> **What to work on**: Produce as output only the lines below starting at the line with "on the hand" and continuing through the line with "on the red-brown", each one exactly as written.

> **Records supplied**:
────────

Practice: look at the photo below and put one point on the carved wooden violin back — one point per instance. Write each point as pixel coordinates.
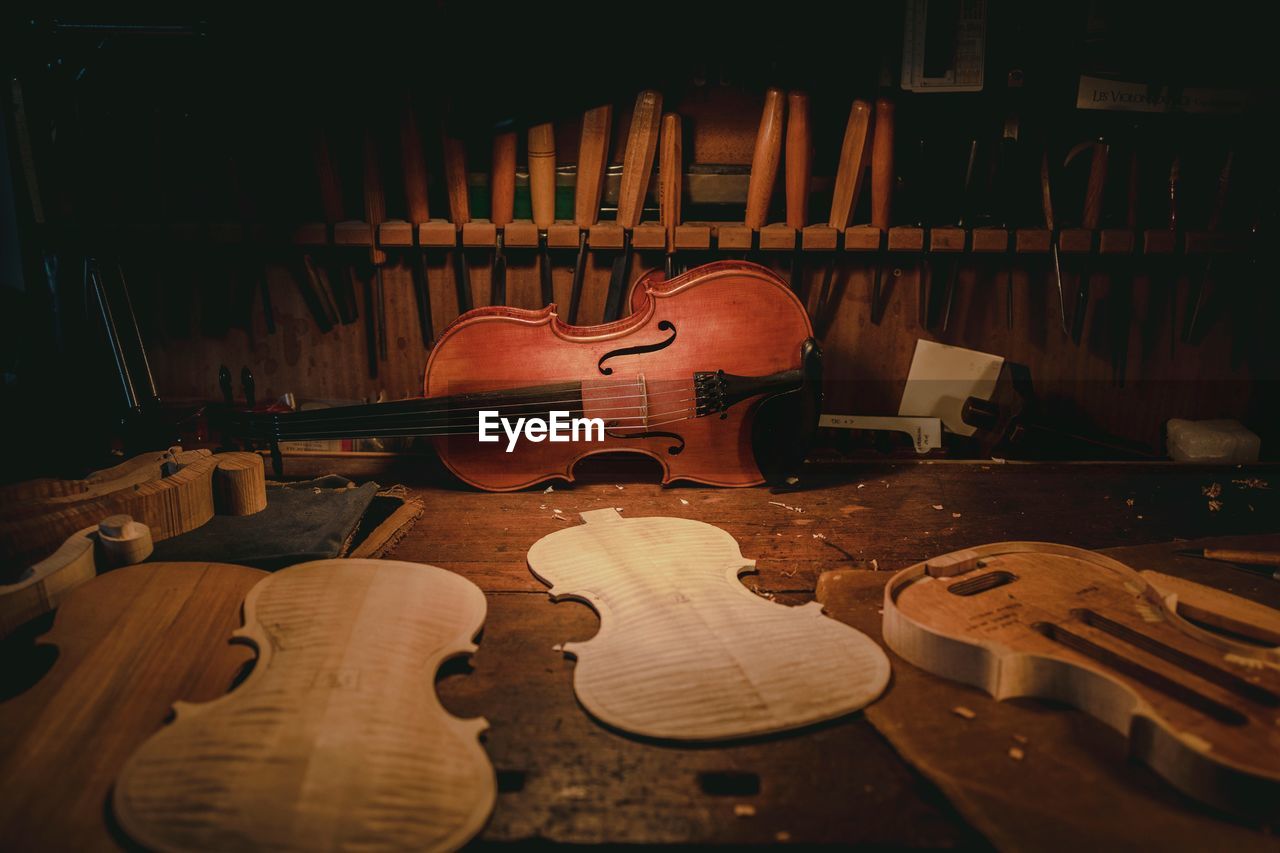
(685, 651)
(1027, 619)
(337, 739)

────────

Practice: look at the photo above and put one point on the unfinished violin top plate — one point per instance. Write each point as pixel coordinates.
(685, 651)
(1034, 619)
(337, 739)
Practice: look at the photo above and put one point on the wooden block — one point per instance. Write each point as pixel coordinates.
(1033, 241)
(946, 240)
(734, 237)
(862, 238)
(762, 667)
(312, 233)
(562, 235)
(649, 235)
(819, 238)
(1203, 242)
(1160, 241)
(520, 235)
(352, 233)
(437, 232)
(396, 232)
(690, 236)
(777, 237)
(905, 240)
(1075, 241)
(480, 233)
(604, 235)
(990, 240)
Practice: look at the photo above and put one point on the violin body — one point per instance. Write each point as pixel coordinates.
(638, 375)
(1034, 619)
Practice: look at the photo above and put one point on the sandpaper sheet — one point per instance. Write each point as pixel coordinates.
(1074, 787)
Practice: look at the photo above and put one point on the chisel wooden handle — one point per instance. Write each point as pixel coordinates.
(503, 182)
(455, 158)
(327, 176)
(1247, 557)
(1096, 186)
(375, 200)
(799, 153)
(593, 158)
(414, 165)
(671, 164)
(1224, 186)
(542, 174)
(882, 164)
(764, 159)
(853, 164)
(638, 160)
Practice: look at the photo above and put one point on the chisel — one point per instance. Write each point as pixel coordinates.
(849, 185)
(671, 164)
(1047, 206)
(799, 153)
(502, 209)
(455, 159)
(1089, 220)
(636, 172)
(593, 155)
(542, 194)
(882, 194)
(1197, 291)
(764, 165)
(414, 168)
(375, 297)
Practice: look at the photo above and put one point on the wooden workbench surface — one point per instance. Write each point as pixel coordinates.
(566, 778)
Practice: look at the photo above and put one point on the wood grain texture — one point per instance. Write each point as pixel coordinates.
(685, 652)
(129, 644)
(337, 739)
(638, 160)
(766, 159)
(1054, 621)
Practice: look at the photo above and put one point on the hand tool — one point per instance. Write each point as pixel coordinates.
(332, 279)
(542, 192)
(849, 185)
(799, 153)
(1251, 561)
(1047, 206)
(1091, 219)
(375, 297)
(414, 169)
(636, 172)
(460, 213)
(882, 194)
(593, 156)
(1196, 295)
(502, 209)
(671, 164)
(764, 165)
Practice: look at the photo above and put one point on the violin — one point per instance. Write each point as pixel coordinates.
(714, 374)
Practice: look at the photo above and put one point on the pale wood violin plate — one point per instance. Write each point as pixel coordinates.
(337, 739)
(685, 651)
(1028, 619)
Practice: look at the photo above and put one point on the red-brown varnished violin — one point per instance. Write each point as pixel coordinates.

────────

> **Output for this exercise**:
Practice: look at the photo above and put one point on the hand tool — one point per instance. Write each point as pixel coordinates.
(332, 279)
(542, 192)
(849, 185)
(799, 153)
(1251, 561)
(1047, 206)
(1091, 219)
(375, 297)
(414, 169)
(636, 172)
(460, 213)
(882, 194)
(593, 156)
(1196, 295)
(502, 209)
(671, 164)
(764, 165)
Practice: look at the photo above and put one point on the violin — one point per instance. Write each point as pixel coordinates.
(714, 374)
Practice: look at the photo above and put one point on the pale wood violin plate — one point per instance. Write each point as pixel coordinates.
(337, 739)
(685, 651)
(1028, 619)
Practice: look at the photo above and put one point on the red-brown varnished violin — one point per instance. Write each point as pixel coordinates.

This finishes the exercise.